'''

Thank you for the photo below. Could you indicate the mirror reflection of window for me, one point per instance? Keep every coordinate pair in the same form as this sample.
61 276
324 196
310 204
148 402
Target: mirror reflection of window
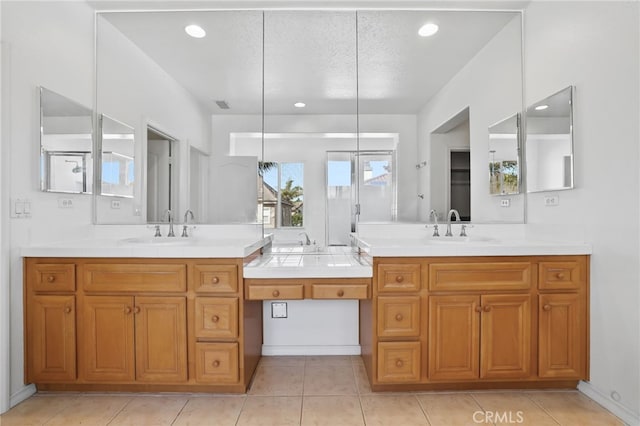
65 144
549 146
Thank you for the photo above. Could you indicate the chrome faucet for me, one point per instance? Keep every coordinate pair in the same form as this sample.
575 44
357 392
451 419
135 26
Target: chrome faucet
434 215
187 214
169 216
307 241
455 212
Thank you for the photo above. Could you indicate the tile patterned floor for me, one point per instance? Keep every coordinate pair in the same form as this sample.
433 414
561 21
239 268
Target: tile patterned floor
331 391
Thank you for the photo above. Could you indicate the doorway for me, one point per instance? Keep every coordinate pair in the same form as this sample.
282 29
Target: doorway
162 175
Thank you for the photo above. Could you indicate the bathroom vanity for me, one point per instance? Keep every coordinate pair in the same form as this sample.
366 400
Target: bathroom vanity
432 315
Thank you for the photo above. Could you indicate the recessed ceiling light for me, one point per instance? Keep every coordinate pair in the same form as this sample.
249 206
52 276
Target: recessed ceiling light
195 31
427 30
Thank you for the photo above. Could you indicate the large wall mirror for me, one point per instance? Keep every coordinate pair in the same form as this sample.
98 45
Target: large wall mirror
549 142
66 162
360 119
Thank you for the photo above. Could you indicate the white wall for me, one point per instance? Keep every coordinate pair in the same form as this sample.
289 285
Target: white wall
490 86
594 46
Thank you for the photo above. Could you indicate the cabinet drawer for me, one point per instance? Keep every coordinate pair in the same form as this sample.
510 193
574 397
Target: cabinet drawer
399 277
479 276
399 316
54 277
398 362
216 317
339 291
217 363
134 277
216 278
561 275
275 291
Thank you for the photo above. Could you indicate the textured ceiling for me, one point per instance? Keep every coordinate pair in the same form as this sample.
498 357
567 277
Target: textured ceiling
322 58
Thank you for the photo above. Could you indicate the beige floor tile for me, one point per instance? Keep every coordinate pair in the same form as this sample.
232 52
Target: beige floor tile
294 361
573 408
511 407
451 409
271 410
37 410
385 410
278 380
330 380
150 410
91 410
331 411
211 411
329 360
362 380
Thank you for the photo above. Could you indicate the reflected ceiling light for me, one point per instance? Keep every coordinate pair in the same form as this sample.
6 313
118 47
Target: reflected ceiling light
427 30
195 31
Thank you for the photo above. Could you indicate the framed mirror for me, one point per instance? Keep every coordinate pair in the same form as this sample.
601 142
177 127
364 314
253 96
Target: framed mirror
549 143
504 156
117 150
66 128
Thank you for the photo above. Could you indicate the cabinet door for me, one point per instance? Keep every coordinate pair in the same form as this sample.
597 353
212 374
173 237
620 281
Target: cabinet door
51 334
561 351
454 337
505 347
161 339
108 348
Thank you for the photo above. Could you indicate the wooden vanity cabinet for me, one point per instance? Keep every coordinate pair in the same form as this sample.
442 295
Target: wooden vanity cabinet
139 324
477 322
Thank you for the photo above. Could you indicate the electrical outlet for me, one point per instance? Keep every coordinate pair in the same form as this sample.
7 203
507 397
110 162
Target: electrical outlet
551 200
65 203
278 309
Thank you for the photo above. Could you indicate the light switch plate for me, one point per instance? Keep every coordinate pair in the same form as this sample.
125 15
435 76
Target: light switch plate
278 309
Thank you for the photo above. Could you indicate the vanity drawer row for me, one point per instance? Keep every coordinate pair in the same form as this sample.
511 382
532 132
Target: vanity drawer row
176 324
475 320
308 288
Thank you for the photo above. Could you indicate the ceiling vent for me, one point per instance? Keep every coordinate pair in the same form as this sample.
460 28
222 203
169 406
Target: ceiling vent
222 104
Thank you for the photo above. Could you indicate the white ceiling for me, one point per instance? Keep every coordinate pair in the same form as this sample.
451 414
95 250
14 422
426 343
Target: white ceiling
310 56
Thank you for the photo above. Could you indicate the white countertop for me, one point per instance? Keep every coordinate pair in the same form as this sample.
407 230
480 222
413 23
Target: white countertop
308 262
175 247
471 246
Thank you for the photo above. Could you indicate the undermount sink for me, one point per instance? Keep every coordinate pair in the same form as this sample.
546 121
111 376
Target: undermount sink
157 241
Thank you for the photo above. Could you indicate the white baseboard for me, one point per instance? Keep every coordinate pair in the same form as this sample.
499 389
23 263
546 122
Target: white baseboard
309 350
22 394
626 415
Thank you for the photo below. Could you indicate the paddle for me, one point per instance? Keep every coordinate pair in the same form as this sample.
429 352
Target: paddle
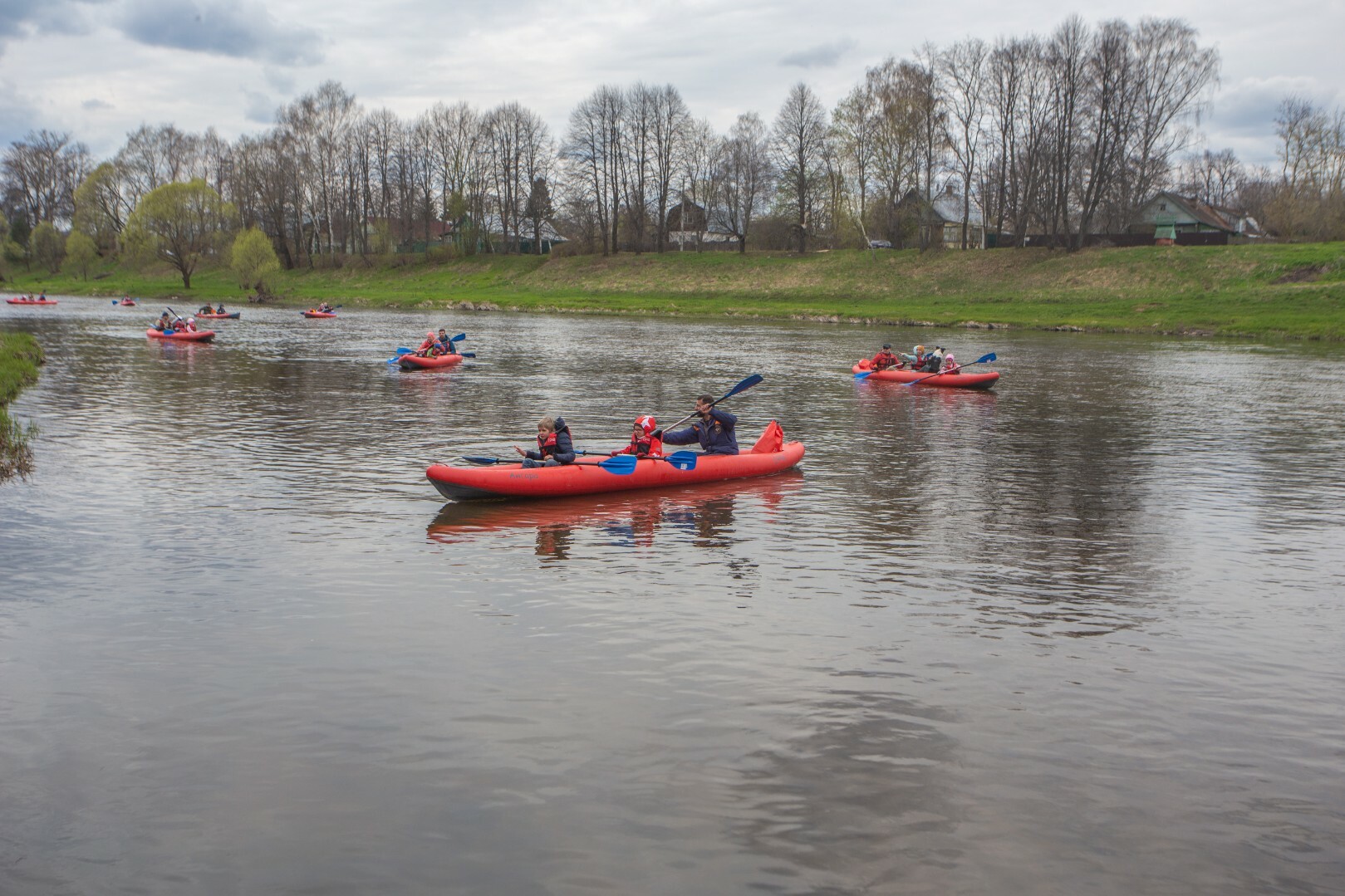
743 386
621 466
982 360
681 459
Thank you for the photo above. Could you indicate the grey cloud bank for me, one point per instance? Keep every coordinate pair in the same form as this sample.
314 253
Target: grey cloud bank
204 63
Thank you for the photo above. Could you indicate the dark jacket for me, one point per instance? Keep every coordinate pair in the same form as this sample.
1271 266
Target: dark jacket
716 438
562 447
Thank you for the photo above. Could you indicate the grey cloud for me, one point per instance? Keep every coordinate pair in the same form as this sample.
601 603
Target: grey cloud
245 30
261 108
819 56
17 116
46 17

'''

## WORK REQUIRED
Copy, without the pictures, exactly the lines from the line with "Thank you for the photo above. Could you indicate the undermount" through the end of the material above, both ends included.

## TASK SOLUTION
Thank you for the photo above. Could you indicate the undermount sink for me, one point per instance? Keep every coordinate pair in the same form as this sample.
546 121
111 376
Target: undermount sink
157 241
Thank you for the photo above. Could you indicate the white baseboard for me, one point per instance? Keep every coordinate pair in the same form as this sample.
499 389
23 263
546 122
Target: white baseboard
309 350
22 394
626 415
Thank you for the photo below. Could you indicate the paddle for me, one point per instance? Keep every coordinate pair in the same form as this sample.
429 352
Target: paddle
743 386
621 466
982 360
681 459
Thank you for the photo above. Could you indicate the grey cloud bank for me, one point per instance? Keep every coordinate pair in the same form as this sample.
314 253
Target: grey cloud bank
204 63
Thank you for the photo above. Could you indicate the dark jacket for me, one point per instance? Keep every coordinate pair in the same form as this sample.
1271 266
Target: dark jacket
716 438
562 447
Thank you for the photo above. Could you indicate the grey cloud for me, one point per instance? Keep every coordinate pair in the same form as this sample.
601 603
Target: grey cloud
245 30
261 108
819 56
17 116
46 17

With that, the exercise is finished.